- _Provided passage_
══════════

Thread: [GENERAL] Advisory lock deadlock issue

[GENERAL] Advisory lock deadlock issue

From

David Rosenstrauch

Date:

07 June 2017, 17:16:20

I'm running a Spark job that is writing to a postgres db (v9.6), using
the JDBC driver (v42.0.0), and running into a puzzling error:

2017-06-06 16:05:17.718 UTC [36661] dmx@dmx ERROR:  deadlock detected
2017-06-06 16:05:17.718 UTC [36661] dmx@dmx DETAIL:  Process 36661 waits
for ExclusiveLock on advisory lock [16649,0,102440,5]; blocked by
process 36662.
         Process 36662 waits for ExclusiveLock on advisory lock
[16649,0,102439,5]; blocked by process 36661.

However, I can't for the life of me figure out a) how the advisory locks
are getting created (as I'm not calling for them myself), and b) how to
fix this issue.

══════════

- _Given material_
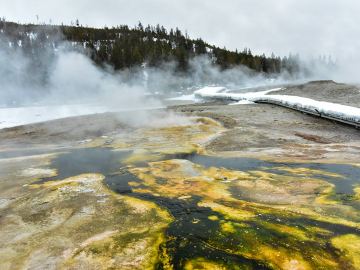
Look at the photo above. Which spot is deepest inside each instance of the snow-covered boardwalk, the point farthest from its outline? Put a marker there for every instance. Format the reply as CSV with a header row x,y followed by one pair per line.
x,y
342,113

══════════

- _Objective_
List every piece of software named in the deadlock thread, with its version where the thread gives one. The listing is separate from the deadlock thread.

- _Response to the task_
- Spark (no version given)
- postgres, v9.6
- JDBC driver, v42.0.0